══ TRECHO DO DOCUMENTO

O Pato Fáustico-Formas do nada (Paulo Henriques Britto) e Neonomicon (Alan Moore e Jacen Burrows)

O Pato Fáustico volta a falar de poesia com uma  obra recente: "As formas do nada", de Paulo Henriques Britto. Fechando o programa, falamos da volta de Alan Moore aos quadrinhos, na história de terror, "Neonomicon", que faz referências ao universo aterrorizante de H. P. Lovecraft. Lirismo e loucura na medida certa para vocês!


Consolo metalingüístico, poética azarenta



Paulo Henriques Britto, no seu último e excelente livro de poemas, se arriscando na metalinguagem:

Poética prática

A realidade é um calhamaço insuportável?
Tragam-me então resumos.
A vida que se leva é um filme inassistível?
Vejamos só os anúncios.

São os limites do corpo intrusões malignas
de um demiurgo escroto?
O corpo não é preciso, e o espírito é impreciso:
eu não é um nem outro.

Anda inconveniente a tal da poesia,
a significar?
Nada como um bom significante vazio
para abolir o azar.

(BRITTO, 2012, p. 18)

O eco final do poema guia, inevitavelmente, o primeiro esforço do intérprete. Mallarmé e seu “Um coup de dés”, poema-constelação em que, entre outras coisas, os limites semânticos do verso extrapolam os contornos da palavra e afetam a disposição do léxico na página, o uso do signo branco – vazio – da folha de papel. A frase-eixo do poeta francês, “Um lance de dados jamais abolirá o acaso” pontua um experiência técnica em que o uso preciso de todos os níveis da materialidade da obra literária procura fundar um lirismo consciente de todos os seus horizontes, onde nada pode ser aleatório. Nem mesmo o suporte deve sugerir ingenuidade/aleatoriedade. Entretanto, a ênfase no aspecto verbal, ilumina uma série de áreas significantes e possibilidades expressivas que passam a comportar múltiplas alternativas de sentido, o que promove uma maleabilidade semântica livre o suficiente para incorporar a imprevisibilidade de seu uso. Quem levanta a mão e diz o sentido preciso de “The waste land”?
Guardando essas informações em mente, é necessário pensar que a discussão do eu-lírico em “Poética prática” começa pela indagação da natureza do real, logo no primeiro verso. Contrariando as expectativas, a complexa dubitação, que poderia render um livro inteiro, é logo seguida de solução apropriada. Esta sinaliza para uma forma alternativa de se apreender um mundo amplo demais para o sujeito. Assim, uma consciência se expressa na tensão de perceber e criar molduras de apreensão do real, o que poderia nos lançar a uma discussão fenomenológica. Entretanto, parece ser mais eficaz interpretar o poema ainda pela manifestação mais óbvia de sua produção, a dicotomia expressa no título “Poética/prática”, que tenta harmonizar o Poiein (fazer-criar), isto é, a natureza da criação e da feitura do texto, com a prática, com o processo, uso e difusão do produto lírico. O conceito de poesia elaborado é, portanto, gêmeo da concretude da própria expressão.

════
══ DADOS APRESENTADOS

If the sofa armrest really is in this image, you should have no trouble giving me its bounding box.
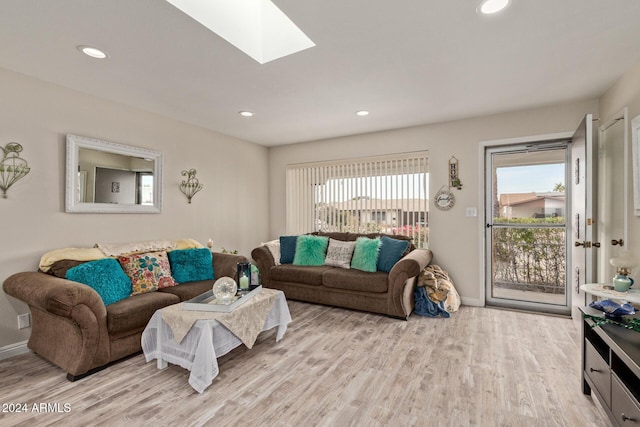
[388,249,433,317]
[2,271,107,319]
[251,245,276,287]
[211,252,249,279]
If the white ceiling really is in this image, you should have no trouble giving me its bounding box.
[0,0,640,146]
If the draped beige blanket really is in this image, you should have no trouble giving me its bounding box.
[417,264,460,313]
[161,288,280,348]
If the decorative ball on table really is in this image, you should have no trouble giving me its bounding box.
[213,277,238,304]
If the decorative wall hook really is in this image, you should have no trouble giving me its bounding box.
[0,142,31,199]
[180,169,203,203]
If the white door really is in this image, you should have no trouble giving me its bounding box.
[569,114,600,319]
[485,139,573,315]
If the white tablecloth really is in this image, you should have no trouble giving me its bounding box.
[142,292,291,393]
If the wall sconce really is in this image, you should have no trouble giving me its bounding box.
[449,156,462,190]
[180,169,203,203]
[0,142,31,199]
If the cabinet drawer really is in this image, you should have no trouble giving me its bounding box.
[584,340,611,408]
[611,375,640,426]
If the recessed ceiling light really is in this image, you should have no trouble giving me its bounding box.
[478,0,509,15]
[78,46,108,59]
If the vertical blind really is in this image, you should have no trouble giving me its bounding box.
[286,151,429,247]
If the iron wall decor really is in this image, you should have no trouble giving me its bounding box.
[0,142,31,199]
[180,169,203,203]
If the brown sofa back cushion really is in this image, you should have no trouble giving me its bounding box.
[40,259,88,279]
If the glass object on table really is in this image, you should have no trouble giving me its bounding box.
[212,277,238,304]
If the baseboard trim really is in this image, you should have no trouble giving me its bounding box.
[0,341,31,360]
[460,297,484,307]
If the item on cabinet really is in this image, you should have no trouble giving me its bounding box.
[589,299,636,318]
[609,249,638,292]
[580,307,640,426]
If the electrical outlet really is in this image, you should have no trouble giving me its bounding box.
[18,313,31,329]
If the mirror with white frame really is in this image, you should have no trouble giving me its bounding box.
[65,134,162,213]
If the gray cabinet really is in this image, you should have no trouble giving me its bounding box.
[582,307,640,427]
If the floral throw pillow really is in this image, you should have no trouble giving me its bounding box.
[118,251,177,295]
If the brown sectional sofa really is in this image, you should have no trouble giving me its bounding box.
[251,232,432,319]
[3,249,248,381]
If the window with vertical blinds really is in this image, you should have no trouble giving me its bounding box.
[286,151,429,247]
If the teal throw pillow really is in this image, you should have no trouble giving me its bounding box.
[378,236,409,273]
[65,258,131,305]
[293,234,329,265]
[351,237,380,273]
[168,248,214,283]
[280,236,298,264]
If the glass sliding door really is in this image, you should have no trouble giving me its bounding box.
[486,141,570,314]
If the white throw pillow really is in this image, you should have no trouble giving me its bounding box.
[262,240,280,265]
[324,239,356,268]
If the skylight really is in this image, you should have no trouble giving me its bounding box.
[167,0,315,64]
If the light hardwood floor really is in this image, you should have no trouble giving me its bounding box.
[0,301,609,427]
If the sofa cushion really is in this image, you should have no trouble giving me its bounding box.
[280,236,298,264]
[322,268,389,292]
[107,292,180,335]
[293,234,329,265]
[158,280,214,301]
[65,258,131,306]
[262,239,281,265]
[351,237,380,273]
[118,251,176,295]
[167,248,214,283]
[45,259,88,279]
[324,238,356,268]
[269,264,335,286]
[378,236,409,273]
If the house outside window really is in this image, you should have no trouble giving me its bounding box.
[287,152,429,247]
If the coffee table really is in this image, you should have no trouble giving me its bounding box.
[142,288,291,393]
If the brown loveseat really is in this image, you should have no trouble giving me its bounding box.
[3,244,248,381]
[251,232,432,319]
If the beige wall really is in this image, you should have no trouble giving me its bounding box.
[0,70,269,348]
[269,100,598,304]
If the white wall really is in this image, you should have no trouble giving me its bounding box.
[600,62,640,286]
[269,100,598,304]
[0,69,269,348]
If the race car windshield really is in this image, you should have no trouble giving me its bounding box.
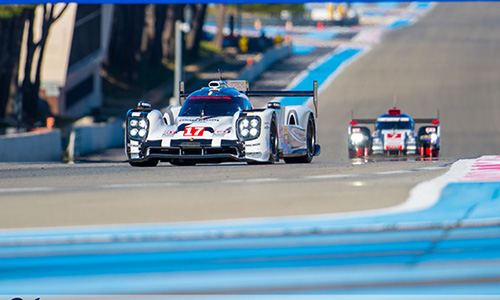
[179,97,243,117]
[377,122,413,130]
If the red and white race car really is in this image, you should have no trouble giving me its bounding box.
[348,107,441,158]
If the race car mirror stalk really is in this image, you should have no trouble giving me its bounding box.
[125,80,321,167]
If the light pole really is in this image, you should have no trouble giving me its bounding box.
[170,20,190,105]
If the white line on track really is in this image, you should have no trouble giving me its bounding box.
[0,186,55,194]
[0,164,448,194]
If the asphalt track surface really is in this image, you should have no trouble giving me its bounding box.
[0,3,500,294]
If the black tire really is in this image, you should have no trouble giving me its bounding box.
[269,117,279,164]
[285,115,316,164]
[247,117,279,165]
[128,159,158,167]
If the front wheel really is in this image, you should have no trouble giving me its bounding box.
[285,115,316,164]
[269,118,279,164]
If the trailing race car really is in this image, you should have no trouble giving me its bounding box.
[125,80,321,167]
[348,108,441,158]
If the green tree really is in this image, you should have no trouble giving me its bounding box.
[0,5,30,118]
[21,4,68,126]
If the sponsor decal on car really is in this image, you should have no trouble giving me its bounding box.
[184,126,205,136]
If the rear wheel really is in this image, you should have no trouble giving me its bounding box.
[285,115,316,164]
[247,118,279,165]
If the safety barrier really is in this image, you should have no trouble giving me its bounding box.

════

* ENUNCIADO 1 *
No texto sobre a poesia de Paulo Henriques Britto, que dicotomia o título do poema “Poética prática” expressa?
* ENUNCIADO 2 *
Prossiga o texto sobre a poesia de Paulo Henriques Britto a partir do ponto em que ele termina.

* RESPOSTA 1 *
A dicotomia “Poética/prática”, que tenta harmonizar o Poiein (fazer-criar) com a prática, isto é, com o processo, o uso e a difusão do produto lírico.

* RESPOSTA 2 *
Para entender esta última, o primeiro passo é refletir acerca da rítmica e métrica, dimensão essencial de qualquer teoria do verso. As perguntas, no poema de Brito, são feitas em dodecassílabos,  alguns atingidos por intermédio de muitas junções na leitura (a união de “de-é-um”, lidos como uma única sílaba, no primeiro verso é ilustrativa disso); já as respostas são menores, logo, mais rápidas. Servem para diminuir a dubitação metafísica a partir de versos com a metade da duração (seis sílabas) dos anteriores. A tensão da dúvida, mais extensa, é transposta para a musicalidade harmônica do ritmo na resposta. Talvez por isso, o primeiro verso da segunda estrofe já se organize em doze sílabas, de forma muito mais natural. Afinal, é também nela que se admite a presença fundamental do eu textualizado.
A segunda estrofe é, por isso, a mais obscura de todo o poema. Conceptista, num jogo de idéias que enfatiza seu aspecto logopéico, é nela que se define o sujeito, a partir da definição da poesia. Sendo assim, o processo de descoberta de um, revela o outro. Isso já está manifesto no último verso do primeiro poema do livro - “e todo consolo é metalingüístico”- onde já se anunciara a tônica de uma obra preocupada com a utilidade e motivação da poesia, ainda que estes tenham um efeito tautológico. O texto que precede a “Poética/prática” - na realidade um conjunto de poemas, unificados pelo título “Oficina” - começa questionando a necessidade da autoexpressão para terminar questionando a precisão do vocabulário utilizado, num exercício de justa preocupação com a importância da poesia no mundo.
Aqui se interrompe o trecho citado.